_PROVIDED MATERIAL_.
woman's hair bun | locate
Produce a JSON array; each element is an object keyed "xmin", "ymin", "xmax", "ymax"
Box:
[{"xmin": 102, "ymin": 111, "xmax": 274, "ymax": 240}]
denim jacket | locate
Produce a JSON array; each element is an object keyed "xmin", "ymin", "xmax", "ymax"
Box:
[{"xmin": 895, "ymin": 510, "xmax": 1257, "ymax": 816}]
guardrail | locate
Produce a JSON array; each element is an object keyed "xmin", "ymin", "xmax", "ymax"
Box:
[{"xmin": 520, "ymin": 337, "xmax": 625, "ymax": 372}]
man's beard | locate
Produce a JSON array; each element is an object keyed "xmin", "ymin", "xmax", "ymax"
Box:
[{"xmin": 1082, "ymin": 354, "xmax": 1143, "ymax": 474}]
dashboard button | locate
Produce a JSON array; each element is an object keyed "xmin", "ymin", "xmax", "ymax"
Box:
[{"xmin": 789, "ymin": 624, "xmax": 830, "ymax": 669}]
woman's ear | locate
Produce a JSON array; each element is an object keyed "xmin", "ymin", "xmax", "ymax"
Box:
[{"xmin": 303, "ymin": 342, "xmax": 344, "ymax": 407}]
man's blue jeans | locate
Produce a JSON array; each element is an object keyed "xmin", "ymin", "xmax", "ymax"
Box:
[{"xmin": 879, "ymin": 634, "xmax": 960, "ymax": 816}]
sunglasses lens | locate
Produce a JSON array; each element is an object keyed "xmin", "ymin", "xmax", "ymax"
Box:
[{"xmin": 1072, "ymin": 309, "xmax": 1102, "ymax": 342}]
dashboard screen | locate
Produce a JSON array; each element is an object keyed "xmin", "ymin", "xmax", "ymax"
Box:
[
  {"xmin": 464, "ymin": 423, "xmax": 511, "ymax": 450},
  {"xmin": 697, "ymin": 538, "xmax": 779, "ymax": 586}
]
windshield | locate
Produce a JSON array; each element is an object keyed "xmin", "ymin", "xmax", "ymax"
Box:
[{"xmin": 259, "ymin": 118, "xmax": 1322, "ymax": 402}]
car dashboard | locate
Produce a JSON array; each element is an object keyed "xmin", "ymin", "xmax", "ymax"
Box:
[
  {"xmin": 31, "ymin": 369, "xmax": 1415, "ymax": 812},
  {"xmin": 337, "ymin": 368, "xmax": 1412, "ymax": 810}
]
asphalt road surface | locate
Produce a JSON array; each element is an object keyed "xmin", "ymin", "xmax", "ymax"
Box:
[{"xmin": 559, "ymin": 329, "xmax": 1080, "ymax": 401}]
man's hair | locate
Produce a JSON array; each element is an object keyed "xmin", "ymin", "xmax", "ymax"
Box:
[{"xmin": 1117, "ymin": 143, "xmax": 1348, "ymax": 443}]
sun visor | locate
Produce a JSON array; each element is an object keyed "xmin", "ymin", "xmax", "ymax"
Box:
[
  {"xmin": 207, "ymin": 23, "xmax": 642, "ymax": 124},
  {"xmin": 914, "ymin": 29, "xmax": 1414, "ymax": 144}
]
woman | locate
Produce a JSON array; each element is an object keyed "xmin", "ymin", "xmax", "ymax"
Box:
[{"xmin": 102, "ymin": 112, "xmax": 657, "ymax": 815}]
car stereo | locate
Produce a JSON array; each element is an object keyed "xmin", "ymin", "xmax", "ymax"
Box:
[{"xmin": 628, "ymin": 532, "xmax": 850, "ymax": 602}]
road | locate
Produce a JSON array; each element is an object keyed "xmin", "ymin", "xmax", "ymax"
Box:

_DIRECTIONS_. Count the lines in the items above that contain the string "woman". Reply with the number alone.

_WRITTEN ANSWER_. 3